(RECORDS FOR PROCESSING):
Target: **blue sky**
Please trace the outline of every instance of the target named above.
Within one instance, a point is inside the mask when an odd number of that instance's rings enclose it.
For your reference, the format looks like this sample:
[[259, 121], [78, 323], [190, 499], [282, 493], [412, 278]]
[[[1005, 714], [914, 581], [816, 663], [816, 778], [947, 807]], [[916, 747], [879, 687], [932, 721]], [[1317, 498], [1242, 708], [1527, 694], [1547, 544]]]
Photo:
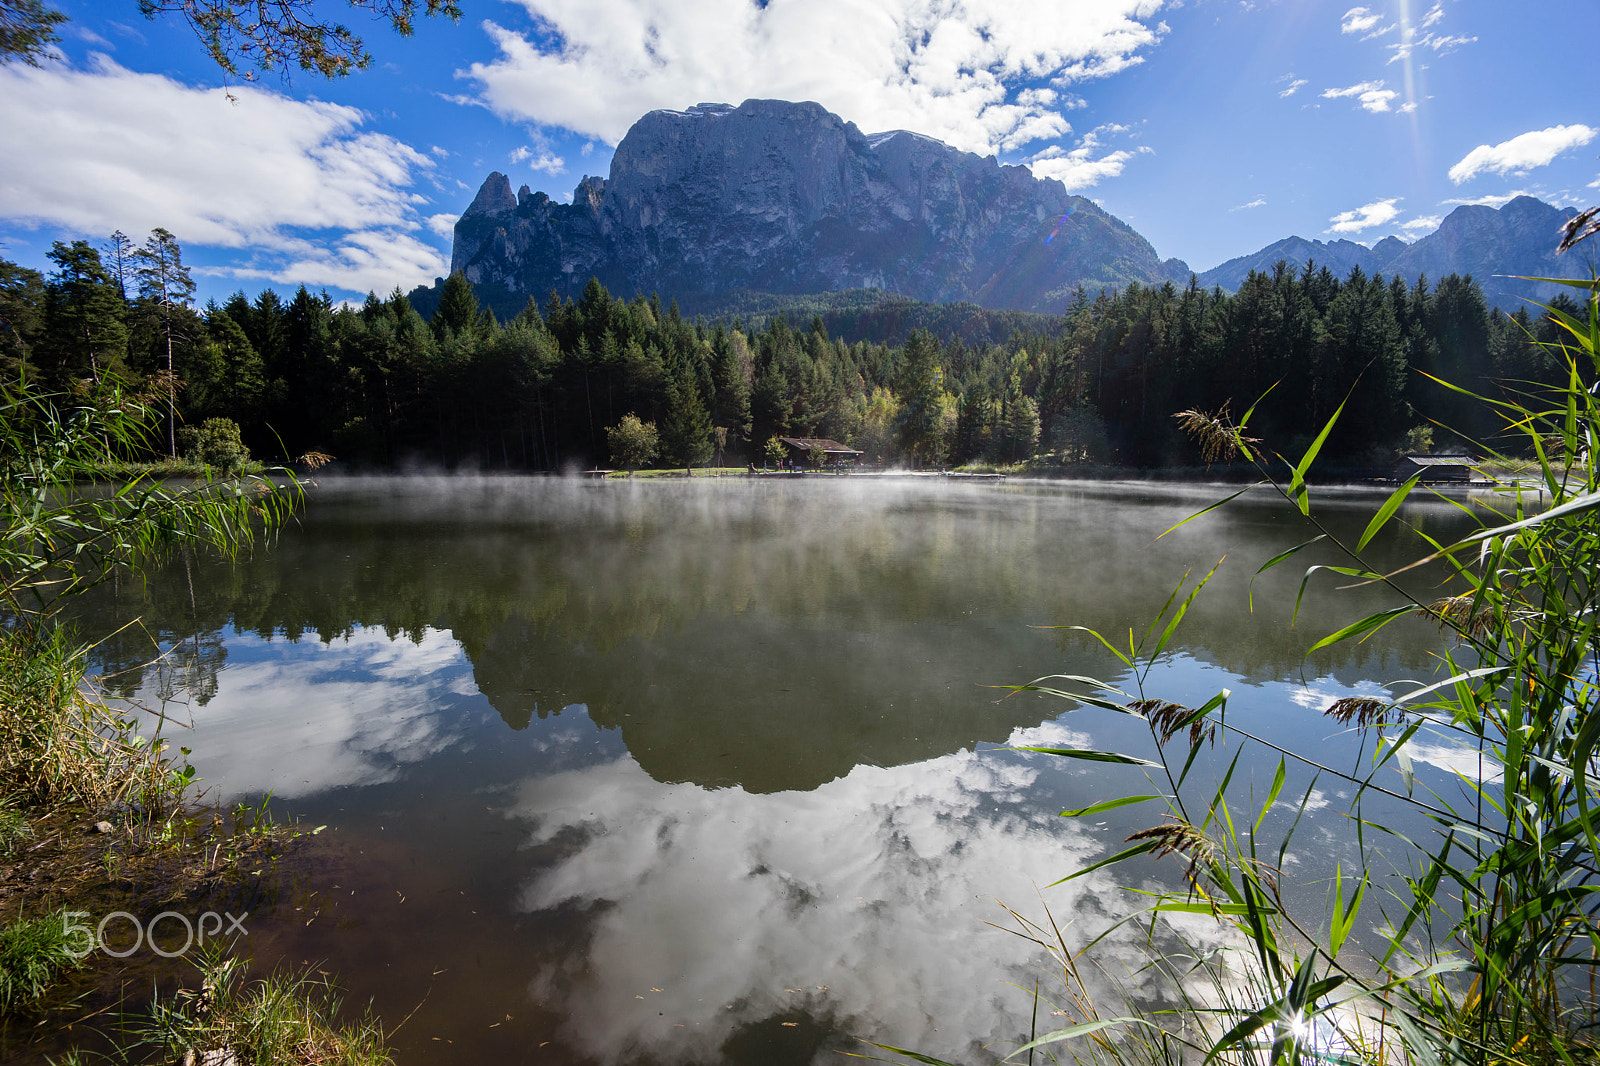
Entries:
[[225, 79], [135, 0], [0, 67], [0, 255], [165, 226], [200, 298], [430, 282], [492, 170], [558, 199], [653, 108], [811, 99], [1024, 163], [1204, 270], [1463, 202], [1600, 202], [1594, 0], [462, 0], [338, 81]]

(WHAT THE TASK REQUIRES):
Print the listing exactly, minus its pictures.

(REPLY):
Target: **blue sky**
Please trace the outline of every instance of the target named above.
Within one instance, a point is inside the mask when an odd number of that instance's rings enclose it.
For your reference, the format looks like this sample:
[[259, 121], [78, 323], [190, 499], [282, 493], [412, 278]]
[[[1005, 714], [914, 581], [816, 663], [816, 778], [947, 807]], [[916, 747], [879, 687], [932, 721]], [[1317, 498], [1242, 708], [1527, 694], [1547, 544]]]
Photo:
Entries:
[[225, 79], [135, 0], [0, 67], [0, 255], [165, 226], [200, 298], [430, 282], [492, 170], [558, 199], [653, 108], [811, 99], [1024, 163], [1204, 270], [1463, 202], [1600, 202], [1594, 0], [462, 0], [338, 81]]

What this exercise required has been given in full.